§ **GIVEN PASSAGE**:
-------

In [0]:
%sql
CREATE DATABASE IF NOT EXISTS saas_bronze;
CREATE DATABASE IF NOT EXISTS saas_silver;
CREATE DATABASE IF NOT EXISTS saas_gold;


This step creates separate databases for each Medallion layer:

Bronze → Raw ingested data

Silver → Cleaned and transformed data

Gold → Business-ready analytics

In [0]:
%sql
CREATE TABLE IF NOT EXISTS saas_bronze.feature_usage_logs (
    user_id STRING,
    session_id STRING,
    feature_name STRING,
    event_type STRING,
    event_timestamp TIMESTAMP
)
USING DELTA;


This table stores raw product interaction logs:

Captures user behavior (clicks, views)

Stored in Delta format for reliability

No transformations applied yet

This is the raw behavioral dataset.

In [0]:
%sql
INSERT INTO saas_bronze.feature_usage_logs VALUES
-- Highly engaged user
('U1001','S1','Dashboard','click','2026-01-01 10:00:00'),
('U1001','S1','Reports','view','2026-01-01 10:02:00'),
('U1001','S1','Analytics','click','2026-01-01 10:05:00'),
('U1001','S2','Dashboard','click','2026-01-03 11:00:00'),
('U1001','S2','Settings','click','2026-01-03 11:04:00'),

-- Medium engagement user
('U1002','S3','Dashboard','click','2026-01-02 09:00:00'),
('U1002','S3','Dashboard','click','2026-01-02 09:05:00'),
('U1002','S4','Reports','view','2026-01-05 14:00:00'),

-- Low engagement user
('U1003','S5','Dashboard','click','2026-01-04 15:00:00'),

-- Trial user
('U1004','S6','Reports','view','2026-01-06 16:00:00'),
('U1004','S6','Reports','view','2026-01-06 16:03:00');


num_affected_rows,num_inserted_rows
11,11


Markdown Cell — Explanation

This data simulates:

U1001 → Highly engaged (multiple features, multiple sessions)

-------

§ **INFORMATION SHOWN**:
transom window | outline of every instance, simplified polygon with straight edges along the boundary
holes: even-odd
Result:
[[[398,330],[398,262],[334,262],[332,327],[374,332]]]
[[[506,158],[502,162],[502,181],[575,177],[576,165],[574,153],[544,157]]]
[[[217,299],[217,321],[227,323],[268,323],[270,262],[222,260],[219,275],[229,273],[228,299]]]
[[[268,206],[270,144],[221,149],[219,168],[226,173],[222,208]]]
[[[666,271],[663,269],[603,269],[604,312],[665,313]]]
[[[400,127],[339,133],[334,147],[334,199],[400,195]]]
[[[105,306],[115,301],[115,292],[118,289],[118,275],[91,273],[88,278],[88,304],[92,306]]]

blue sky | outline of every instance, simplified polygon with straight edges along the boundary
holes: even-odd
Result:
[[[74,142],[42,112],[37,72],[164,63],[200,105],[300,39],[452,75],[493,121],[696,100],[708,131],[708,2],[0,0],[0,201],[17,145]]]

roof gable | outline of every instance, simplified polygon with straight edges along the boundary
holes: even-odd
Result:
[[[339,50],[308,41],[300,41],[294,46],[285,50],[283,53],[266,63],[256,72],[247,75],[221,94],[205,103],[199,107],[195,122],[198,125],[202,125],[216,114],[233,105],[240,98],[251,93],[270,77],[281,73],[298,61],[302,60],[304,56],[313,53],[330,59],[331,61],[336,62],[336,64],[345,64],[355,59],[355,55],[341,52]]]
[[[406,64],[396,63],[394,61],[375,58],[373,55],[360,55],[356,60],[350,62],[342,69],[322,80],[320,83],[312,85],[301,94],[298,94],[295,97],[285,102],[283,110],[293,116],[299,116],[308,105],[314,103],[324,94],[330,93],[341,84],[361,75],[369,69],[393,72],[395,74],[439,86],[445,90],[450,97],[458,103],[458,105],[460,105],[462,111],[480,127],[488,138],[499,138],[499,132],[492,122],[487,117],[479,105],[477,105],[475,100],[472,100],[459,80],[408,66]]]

-------

§ **PROBLEMS AND TASKS**:
1: Edit the records, starting at the line that contains "roof gable |" and continuing through their last line. Replace "straight edges" with "straight segments" and leave everything else unchanged.
2: Pick up the notebook on the SaaS feature-usage data pipeline from where it stops.
These records are unrelated to the notebook on the SaaS feature-usage pipeline.

§ **FINAL ANSWERS**:
1:
roof gable | outline of every instance, simplified polygon with straight segments along the boundary
holes: even-odd
Result:
[[[339,50],[308,41],[300,41],[294,46],[285,50],[283,53],[266,63],[256,72],[247,75],[221,94],[205,103],[199,107],[195,122],[198,125],[202,125],[216,114],[233,105],[240,98],[251,93],[270,77],[281,73],[298,61],[302,60],[304,56],[313,53],[330,59],[331,61],[336,62],[336,64],[345,64],[355,59],[355,55],[341,52]]]
[[[406,64],[396,63],[394,61],[375,58],[373,55],[360,55],[356,60],[350,62],[342,69],[322,80],[320,83],[312,85],[301,94],[298,94],[295,97],[285,102],[283,110],[293,116],[299,116],[308,105],[314,103],[324,94],[330,93],[341,84],[361,75],[369,69],[393,72],[395,74],[439,86],[445,90],[450,97],[458,103],[458,105],[460,105],[462,111],[480,127],[488,138],[499,138],[499,132],[492,122],[487,117],[479,105],[477,105],[475,100],[472,100],[459,80],[408,66]]]

2:
U1002 → Moderate engagement

U1003 → Very low engagement

U1004 → Trial user with limited interaction

This variation is important so churn scoring logic produces different risk levels.

In [0]:
%sql
CREATE TABLE IF NOT EXISTS saas_bronze.subscription_billing (
    user_id STRING,
    subscription_id STRING,
    plan_type STRING,
    subscription_status STRING,
    amount DOUBLE,
    billing_date DATE,
    renewal_date DATE
)
USING DELTA;


This table stores subscription lifecycle data:

Plan type (Basic, Pro)

Subscription state (Trial, Active, Churned)

Billing amounts and renewal dates

This dataset helps track customer lifecycle changes.

In [0]:
%sql
INSERT INTO saas_bronze.subscription_billing VALUES
('U1001','SUB1001','Pro','Active',799,'2026-01-01','2026-02-01'),
('U1002','SUB1002','Basic','Active',299,'2026-01-01','2026-02-01'),
('U1003','SUB1003','Pro','Churned',799,'2025-12-01','2026-01-01'),
('U1004','SUB1004','Basic','Trial',0,'2026-01-01','2026-01-15');


num_affected_rows,num_inserted_rows
4,4


This represents subscription lifecycle states:

Active users → U1001, U1002

Churned user → U1003

Trial user → U1004

In [0]:
%sql
CREATE TABLE IF NOT EXISTS saas_bronze.support_ticket_history (
    ticket_id STRING,
    user_id STRING,
    issue_category STRING,
    ticket_text STRING,
    created_at TIMESTAMP,
    ticket_status STRING
)
USING DELTA;


This table captures customer support interactions.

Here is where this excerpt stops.